▸ Aufgabe A: Geben Sie aus den Datensätzen die Zeilen als nummerierte Liste ohne Leerzeilen aus. Beginnen Sie bei der Zeile, die „out the sunglasses“ enthält, und enden Sie nach der Zeile, die „[(21, 445), (254, 333)]“ enthält.

▸ Textauszug:
▼
Umarme mich, ich bin so schön: In Mihály Kertész' "Das Spielzeug von Paris" (1925) muss sich ein Revuestar zwischen zwei Verehrern entscheiden.

Foto: Filmarchiv Austria
Wien - Die Erfahrung der Emigration steht im Mittelpunkt seines berühmtesten Films, Casablanca. In seiner nahtlosen Verschränkung von romantischen Begehrlichkeiten, politischem Zeitgeschehen, Komik und der ikonischen Präsenz seiner Stars gilt er als der Hollywoodklassiker schlechthin. Dem Regisseur Michael Curtiz brachte er einen Oscar ein. Als routinierter Studiohandwerker, der sich in zahlreichen Genres bewährte, war er eine gleichermaßen verlässliche wie erfolgreiche Kraft des Warner-Studios.
▲
▸ Aufgabe B: Für welches Studio war Michael Curtiz laut dem Textauszug eine verlässliche und erfolgreiche Kraft?

▸ Inhalt der Datensätze:
▼
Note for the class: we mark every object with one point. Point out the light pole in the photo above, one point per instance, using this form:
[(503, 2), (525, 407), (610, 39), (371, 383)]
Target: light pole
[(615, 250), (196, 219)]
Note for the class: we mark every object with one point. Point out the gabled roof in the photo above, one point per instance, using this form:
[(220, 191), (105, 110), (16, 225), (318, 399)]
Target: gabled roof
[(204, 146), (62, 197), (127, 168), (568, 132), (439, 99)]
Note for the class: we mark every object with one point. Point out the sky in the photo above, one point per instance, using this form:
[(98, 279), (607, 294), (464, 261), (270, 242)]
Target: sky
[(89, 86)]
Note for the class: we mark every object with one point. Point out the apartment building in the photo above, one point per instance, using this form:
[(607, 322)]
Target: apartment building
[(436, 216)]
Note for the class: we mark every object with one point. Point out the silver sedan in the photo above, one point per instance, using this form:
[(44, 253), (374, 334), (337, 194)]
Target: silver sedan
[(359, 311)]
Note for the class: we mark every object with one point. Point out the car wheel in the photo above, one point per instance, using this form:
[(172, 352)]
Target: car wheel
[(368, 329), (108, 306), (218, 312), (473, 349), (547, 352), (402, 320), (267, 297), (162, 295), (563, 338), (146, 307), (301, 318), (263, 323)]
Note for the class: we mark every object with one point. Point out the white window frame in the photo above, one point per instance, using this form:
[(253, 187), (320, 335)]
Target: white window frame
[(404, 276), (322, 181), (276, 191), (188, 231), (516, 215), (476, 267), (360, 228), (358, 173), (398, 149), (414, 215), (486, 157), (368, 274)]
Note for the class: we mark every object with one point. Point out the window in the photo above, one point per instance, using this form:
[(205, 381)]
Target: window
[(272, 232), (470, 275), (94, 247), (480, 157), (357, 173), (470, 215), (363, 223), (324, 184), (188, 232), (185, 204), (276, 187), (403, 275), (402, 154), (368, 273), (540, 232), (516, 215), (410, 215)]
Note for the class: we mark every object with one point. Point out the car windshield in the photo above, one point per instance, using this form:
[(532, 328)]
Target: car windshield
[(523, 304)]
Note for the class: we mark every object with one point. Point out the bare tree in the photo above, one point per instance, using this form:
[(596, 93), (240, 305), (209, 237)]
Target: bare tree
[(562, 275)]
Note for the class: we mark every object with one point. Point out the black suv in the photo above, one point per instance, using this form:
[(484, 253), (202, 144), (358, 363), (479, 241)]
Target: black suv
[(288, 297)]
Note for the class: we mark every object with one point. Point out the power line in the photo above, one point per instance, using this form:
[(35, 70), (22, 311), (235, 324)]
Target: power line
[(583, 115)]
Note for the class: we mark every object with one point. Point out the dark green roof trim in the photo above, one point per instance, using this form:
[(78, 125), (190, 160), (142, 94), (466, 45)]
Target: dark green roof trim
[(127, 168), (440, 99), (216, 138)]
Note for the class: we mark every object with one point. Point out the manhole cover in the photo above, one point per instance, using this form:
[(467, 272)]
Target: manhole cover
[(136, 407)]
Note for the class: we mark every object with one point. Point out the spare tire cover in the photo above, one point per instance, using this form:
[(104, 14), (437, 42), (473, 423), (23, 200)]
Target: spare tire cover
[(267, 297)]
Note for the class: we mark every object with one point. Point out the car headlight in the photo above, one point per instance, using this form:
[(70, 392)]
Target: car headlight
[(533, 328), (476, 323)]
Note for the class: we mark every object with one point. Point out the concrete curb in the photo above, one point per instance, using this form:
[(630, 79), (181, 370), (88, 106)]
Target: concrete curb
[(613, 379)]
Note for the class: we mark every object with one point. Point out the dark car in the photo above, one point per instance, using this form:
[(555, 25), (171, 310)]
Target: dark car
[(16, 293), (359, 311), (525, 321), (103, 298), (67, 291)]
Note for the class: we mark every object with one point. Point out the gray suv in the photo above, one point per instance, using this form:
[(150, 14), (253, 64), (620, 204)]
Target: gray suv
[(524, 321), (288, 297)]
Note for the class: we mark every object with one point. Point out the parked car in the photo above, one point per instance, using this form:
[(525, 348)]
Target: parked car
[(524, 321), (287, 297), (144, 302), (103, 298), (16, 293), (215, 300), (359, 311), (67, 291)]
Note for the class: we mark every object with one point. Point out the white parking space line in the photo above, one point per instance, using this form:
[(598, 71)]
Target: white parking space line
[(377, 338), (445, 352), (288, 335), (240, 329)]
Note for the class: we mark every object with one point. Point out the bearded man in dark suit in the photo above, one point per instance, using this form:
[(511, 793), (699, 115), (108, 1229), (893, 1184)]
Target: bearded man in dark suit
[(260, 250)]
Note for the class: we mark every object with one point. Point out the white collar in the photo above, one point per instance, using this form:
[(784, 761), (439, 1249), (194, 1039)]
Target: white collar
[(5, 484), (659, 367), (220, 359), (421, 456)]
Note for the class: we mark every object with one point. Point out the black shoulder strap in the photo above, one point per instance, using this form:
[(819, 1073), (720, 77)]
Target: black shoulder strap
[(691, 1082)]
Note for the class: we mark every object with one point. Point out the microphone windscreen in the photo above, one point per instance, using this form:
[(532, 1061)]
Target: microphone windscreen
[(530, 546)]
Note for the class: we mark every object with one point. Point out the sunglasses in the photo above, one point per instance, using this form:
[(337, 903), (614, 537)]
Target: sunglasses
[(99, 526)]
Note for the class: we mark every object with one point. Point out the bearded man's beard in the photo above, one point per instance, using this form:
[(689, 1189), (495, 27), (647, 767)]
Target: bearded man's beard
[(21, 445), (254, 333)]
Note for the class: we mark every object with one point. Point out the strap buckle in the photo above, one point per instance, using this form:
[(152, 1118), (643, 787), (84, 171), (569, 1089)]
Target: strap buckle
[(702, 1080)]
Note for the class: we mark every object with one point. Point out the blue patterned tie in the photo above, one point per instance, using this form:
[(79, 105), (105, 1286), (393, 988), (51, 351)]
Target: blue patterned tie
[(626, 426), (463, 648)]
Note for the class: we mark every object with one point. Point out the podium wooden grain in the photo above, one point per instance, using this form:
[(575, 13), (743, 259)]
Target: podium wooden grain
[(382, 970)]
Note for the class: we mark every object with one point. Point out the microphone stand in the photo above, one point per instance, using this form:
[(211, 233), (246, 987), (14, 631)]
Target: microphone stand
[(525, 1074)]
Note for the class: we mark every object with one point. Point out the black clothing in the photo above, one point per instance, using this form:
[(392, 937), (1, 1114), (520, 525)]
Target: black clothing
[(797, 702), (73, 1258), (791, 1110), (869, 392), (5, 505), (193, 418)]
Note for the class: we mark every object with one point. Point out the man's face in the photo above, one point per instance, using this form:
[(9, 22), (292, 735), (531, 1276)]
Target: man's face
▲
▸ Ergebnis A:
1. Note for the class: we mark every object with one point. Point out the sunglasses in the photo above, one point per instance, using this form:
2. [(337, 903), (614, 537)]
3. Target: sunglasses
4. [(99, 526)]
5. Note for the class: we mark every object with one point. Point out the bearded man's beard in the photo above, one point per instance, using this form:
6. [(689, 1189), (495, 27), (647, 767)]
7. Target: bearded man's beard
8. [(21, 445), (254, 333)]

▸ Ergebnis B: Für das Warner-Studio.